Each and every line below goes into your answer unchanged, but leave out the images.

[Saved entries]
******

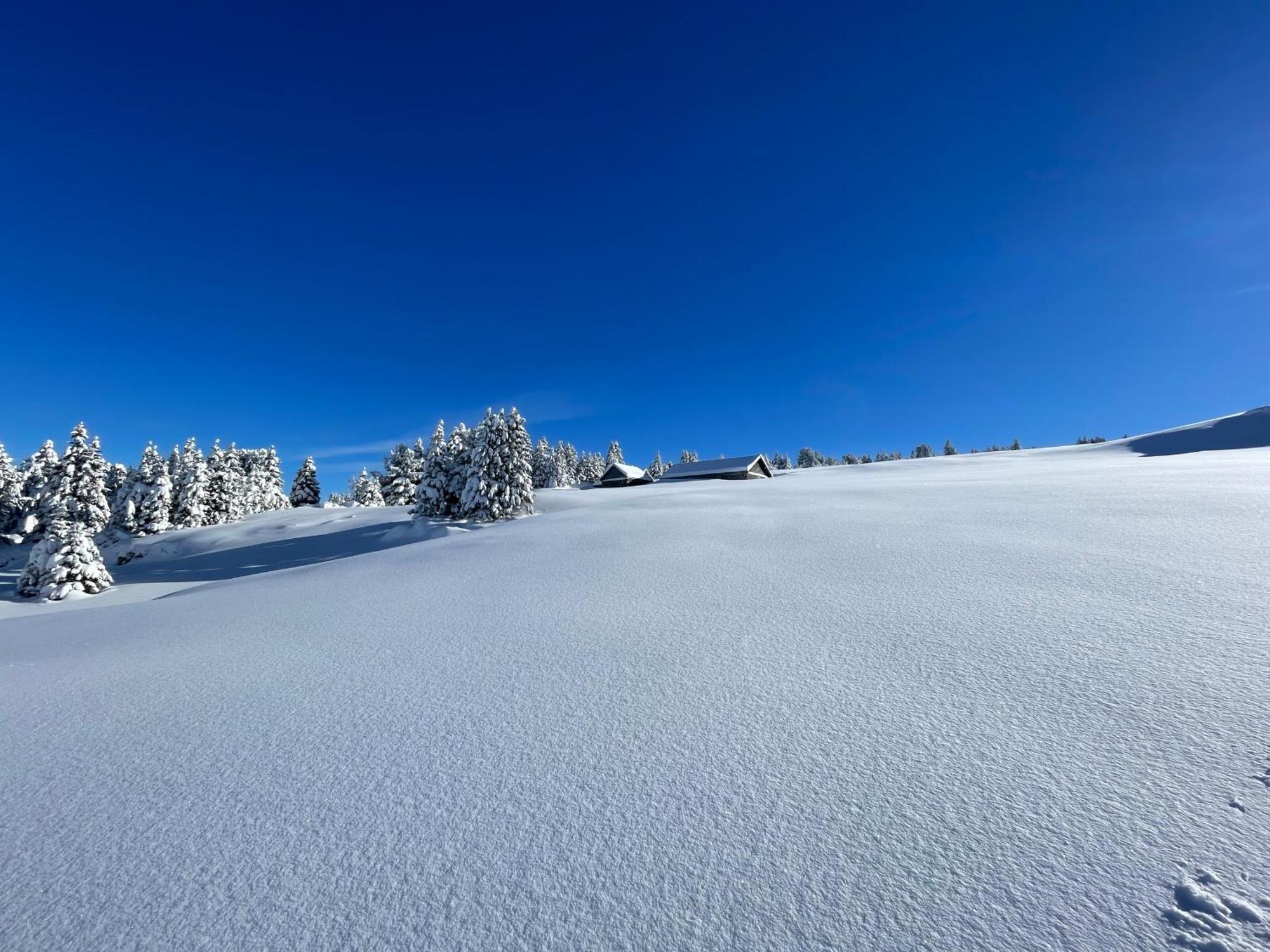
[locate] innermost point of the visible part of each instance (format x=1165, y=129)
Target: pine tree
x=305, y=489
x=500, y=469
x=418, y=456
x=457, y=472
x=116, y=475
x=432, y=492
x=275, y=496
x=262, y=480
x=591, y=468
x=365, y=489
x=11, y=493
x=544, y=464
x=37, y=473
x=225, y=491
x=565, y=459
x=64, y=562
x=78, y=486
x=190, y=498
x=154, y=496
x=397, y=486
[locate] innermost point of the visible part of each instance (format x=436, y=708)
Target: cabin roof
x=716, y=468
x=623, y=472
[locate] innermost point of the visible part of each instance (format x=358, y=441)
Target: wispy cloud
x=538, y=406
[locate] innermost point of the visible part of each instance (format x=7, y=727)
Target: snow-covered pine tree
x=190, y=498
x=365, y=489
x=544, y=464
x=305, y=489
x=225, y=489
x=37, y=474
x=116, y=475
x=397, y=484
x=153, y=501
x=565, y=466
x=255, y=484
x=275, y=497
x=64, y=562
x=418, y=458
x=591, y=468
x=501, y=469
x=11, y=493
x=77, y=486
x=458, y=465
x=430, y=496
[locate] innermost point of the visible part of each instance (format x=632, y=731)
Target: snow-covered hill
x=1008, y=701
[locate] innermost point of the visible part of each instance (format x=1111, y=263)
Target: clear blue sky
x=725, y=227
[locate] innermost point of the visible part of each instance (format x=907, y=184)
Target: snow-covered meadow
x=1008, y=701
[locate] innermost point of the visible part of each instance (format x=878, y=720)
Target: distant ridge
x=1244, y=431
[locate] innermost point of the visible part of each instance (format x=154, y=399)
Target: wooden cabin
x=624, y=475
x=735, y=468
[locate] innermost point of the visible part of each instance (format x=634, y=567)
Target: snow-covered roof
x=713, y=468
x=624, y=472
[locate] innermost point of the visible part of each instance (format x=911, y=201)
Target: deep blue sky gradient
x=725, y=227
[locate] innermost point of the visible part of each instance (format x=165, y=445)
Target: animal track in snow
x=1206, y=916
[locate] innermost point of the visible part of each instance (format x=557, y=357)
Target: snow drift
x=1004, y=701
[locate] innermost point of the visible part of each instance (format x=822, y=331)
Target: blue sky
x=725, y=227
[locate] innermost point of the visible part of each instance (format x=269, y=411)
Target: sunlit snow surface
x=1013, y=701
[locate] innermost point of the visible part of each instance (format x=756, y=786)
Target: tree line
x=65, y=503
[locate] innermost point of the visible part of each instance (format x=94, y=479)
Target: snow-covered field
x=1010, y=701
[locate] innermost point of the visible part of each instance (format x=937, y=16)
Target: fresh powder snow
x=998, y=701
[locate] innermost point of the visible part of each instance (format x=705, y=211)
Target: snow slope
x=1010, y=701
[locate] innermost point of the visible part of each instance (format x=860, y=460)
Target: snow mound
x=1236, y=432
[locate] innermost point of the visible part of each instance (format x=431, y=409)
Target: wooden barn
x=624, y=475
x=735, y=468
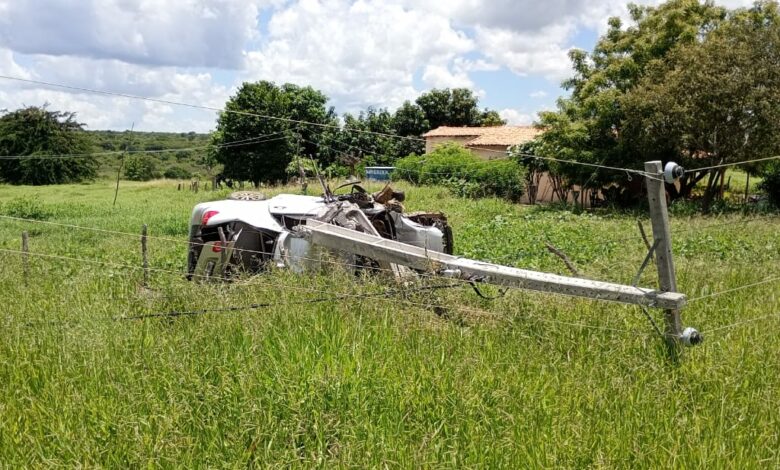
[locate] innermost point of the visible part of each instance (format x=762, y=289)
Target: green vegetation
x=686, y=81
x=770, y=183
x=528, y=380
x=186, y=153
x=465, y=174
x=141, y=168
x=35, y=132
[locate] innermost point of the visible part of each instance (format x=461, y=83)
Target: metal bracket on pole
x=662, y=235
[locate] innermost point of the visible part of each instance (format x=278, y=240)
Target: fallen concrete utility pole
x=381, y=249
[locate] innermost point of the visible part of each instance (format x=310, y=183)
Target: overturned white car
x=248, y=233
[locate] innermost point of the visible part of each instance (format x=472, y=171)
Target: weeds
x=528, y=380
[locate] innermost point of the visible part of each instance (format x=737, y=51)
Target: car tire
x=247, y=196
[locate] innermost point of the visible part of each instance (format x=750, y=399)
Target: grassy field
x=529, y=380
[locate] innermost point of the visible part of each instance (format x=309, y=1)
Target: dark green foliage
x=771, y=183
x=455, y=107
x=176, y=172
x=37, y=131
x=688, y=81
x=141, y=168
x=267, y=161
x=466, y=175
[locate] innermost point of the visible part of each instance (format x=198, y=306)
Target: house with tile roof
x=492, y=143
x=489, y=143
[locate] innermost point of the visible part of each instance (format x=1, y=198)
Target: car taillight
x=208, y=215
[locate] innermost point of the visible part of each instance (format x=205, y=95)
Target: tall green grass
x=426, y=379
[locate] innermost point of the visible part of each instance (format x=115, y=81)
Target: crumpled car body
x=248, y=236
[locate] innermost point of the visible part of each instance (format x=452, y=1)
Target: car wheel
x=247, y=196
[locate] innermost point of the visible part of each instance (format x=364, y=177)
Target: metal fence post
x=145, y=255
x=26, y=256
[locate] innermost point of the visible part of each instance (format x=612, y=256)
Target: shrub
x=141, y=168
x=771, y=183
x=36, y=131
x=176, y=172
x=465, y=174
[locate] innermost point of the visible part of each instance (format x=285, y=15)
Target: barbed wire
x=346, y=296
x=727, y=165
x=736, y=289
x=741, y=323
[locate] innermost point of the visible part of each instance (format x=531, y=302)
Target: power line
x=468, y=310
x=747, y=286
x=238, y=143
x=574, y=162
x=741, y=323
x=208, y=108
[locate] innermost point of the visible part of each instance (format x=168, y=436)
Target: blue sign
x=379, y=173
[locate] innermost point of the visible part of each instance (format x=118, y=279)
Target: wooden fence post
x=26, y=256
x=145, y=255
x=662, y=235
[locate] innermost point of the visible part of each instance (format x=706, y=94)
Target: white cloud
x=207, y=33
x=111, y=112
x=544, y=52
x=359, y=52
x=514, y=117
x=365, y=53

******

**Final answer:**
[locate] innermost point of the visible part of each instance (format x=1165, y=129)
Target: pine tree
x=305, y=489
x=500, y=469
x=418, y=456
x=457, y=472
x=116, y=475
x=432, y=492
x=275, y=496
x=262, y=480
x=591, y=468
x=365, y=489
x=11, y=493
x=544, y=464
x=37, y=473
x=225, y=491
x=565, y=459
x=64, y=562
x=78, y=486
x=190, y=498
x=154, y=496
x=397, y=486
[locate] innermost point of the visible part of each instance (format x=436, y=708)
Target: cabin roof
x=716, y=468
x=623, y=472
[locate] innermost point of the visible part of each instance (format x=358, y=441)
Target: wispy cloud
x=538, y=406
[locate] innermost point of the visible part of each instance (format x=7, y=727)
Target: snow-covered pine tree
x=190, y=498
x=365, y=489
x=544, y=464
x=305, y=489
x=225, y=489
x=37, y=474
x=116, y=475
x=397, y=484
x=153, y=501
x=565, y=466
x=255, y=484
x=275, y=497
x=64, y=562
x=418, y=458
x=591, y=468
x=501, y=469
x=11, y=493
x=77, y=486
x=458, y=465
x=430, y=496
[locate] innermost point of the visible part of each instance (format x=632, y=731)
Target: snow-covered hill
x=1008, y=701
[locate] innermost point of the visible part of each instance (format x=1111, y=263)
Target: clear blue sky
x=725, y=227
[locate] innermost point of the visible part of each instance (format x=907, y=184)
Target: snow-covered meadow
x=1008, y=701
[locate] innermost point of the visible part of each instance (format x=878, y=720)
Target: distant ridge
x=1244, y=431
[locate] innermost point of the visible part of each instance (format x=154, y=399)
Target: wooden cabin
x=624, y=475
x=735, y=468
[locate] innermost point of the visible part of each instance (format x=634, y=567)
Target: snow-covered roof
x=713, y=468
x=624, y=472
[locate] innermost point of the visible part of each instance (format x=911, y=201)
Target: deep blue sky gradient
x=725, y=227
[locate] innermost point of the visible part of each instance (format x=165, y=445)
Target: animal track in snow
x=1206, y=916
[locate] innermost point of the visible part of each instance (format x=557, y=357)
Target: snow drift
x=1004, y=701
[locate] innermost point of the visible part of each instance (format x=822, y=331)
Target: blue sky
x=725, y=227
[locate] innermost point of the visible part of each instance (format x=269, y=411)
Target: sunlit snow surface
x=1013, y=701
[locate] innermost point of the visible part of each instance (format x=756, y=786)
Target: tree line
x=65, y=503
[locate] innermost point of the visible part of each instance (format x=94, y=479)
Target: snow-covered field
x=1010, y=701
[locate] innermost point of the visible part of each instance (format x=937, y=16)
Target: fresh powder snow
x=998, y=701
[locate] innermost point of the visible part of each instance (format x=705, y=211)
Target: snow slope
x=1010, y=701
[locate] innermost point of the visible part of each instance (format x=860, y=460)
Target: snow mound
x=1236, y=432
[locate] innermost point of the visible part of each instance (format x=431, y=409)
Target: wooden barn
x=624, y=475
x=735, y=468
[locate] innermost point of the visible part of each instance (format x=762, y=289)
Target: green vegetation
x=686, y=81
x=770, y=183
x=528, y=380
x=186, y=153
x=465, y=174
x=141, y=168
x=35, y=132
[locate] innermost point of the visible part of each instance (format x=461, y=83)
Target: metal bracket on pole
x=662, y=235
[locate] innermost point of the visible part of each instance (format x=278, y=240)
Target: fallen concrete utility pole
x=381, y=249
[locate] innermost point of the visible part of each instance (format x=310, y=183)
Target: overturned white car
x=248, y=233
[locate] innermost point of the visible part of each instance (format x=472, y=171)
Target: weeds
x=528, y=380
[locate] innermost point of the visible part of each instance (format x=737, y=51)
Target: car tire
x=247, y=196
[locate] innermost point of the visible part of each instance (format x=750, y=399)
Target: grassy field
x=529, y=380
[locate] innermost point of the visible part of each instance (format x=309, y=1)
Target: dark green foliage
x=771, y=183
x=455, y=107
x=176, y=172
x=37, y=131
x=688, y=81
x=141, y=168
x=267, y=161
x=466, y=175
[locate] innermost point of the visible part of each instance (format x=198, y=306)
Target: house with tile roof
x=492, y=143
x=489, y=143
[locate] innermost point of the visible part of each instance (format x=1, y=198)
Target: car taillight
x=208, y=215
[locate] innermost point of the visible part of each instance (format x=205, y=95)
Target: tall green grass
x=426, y=379
[locate] innermost point of the visible part of each instance (format x=115, y=81)
Target: crumpled car body
x=248, y=236
[locate] innermost point of the visible part of each instance (format x=452, y=1)
Target: car wheel
x=247, y=196
[locate] innermost point of the visible part of each instance (format x=364, y=177)
Target: metal fence post
x=145, y=255
x=26, y=256
[locate] innermost point of the visible part of each instance (format x=612, y=256)
Target: shrub
x=141, y=168
x=771, y=183
x=36, y=131
x=176, y=172
x=465, y=174
[locate] innermost point of the visible part of each instance (format x=285, y=15)
Target: barbed wire
x=346, y=296
x=727, y=165
x=736, y=289
x=741, y=323
[locate] innermost point of the visible part of each instance (format x=531, y=302)
Target: power line
x=468, y=310
x=747, y=286
x=238, y=143
x=574, y=162
x=741, y=323
x=208, y=108
[locate] innermost point of the visible part of each instance (format x=168, y=436)
Target: blue sign
x=379, y=173
[locate] innermost point of the visible part of each instance (format x=118, y=279)
Target: wooden fence post
x=26, y=256
x=145, y=255
x=662, y=235
[locate] innermost point of the visible part of each instance (format x=706, y=94)
Target: white cloud
x=207, y=33
x=111, y=112
x=544, y=52
x=359, y=52
x=514, y=117
x=365, y=53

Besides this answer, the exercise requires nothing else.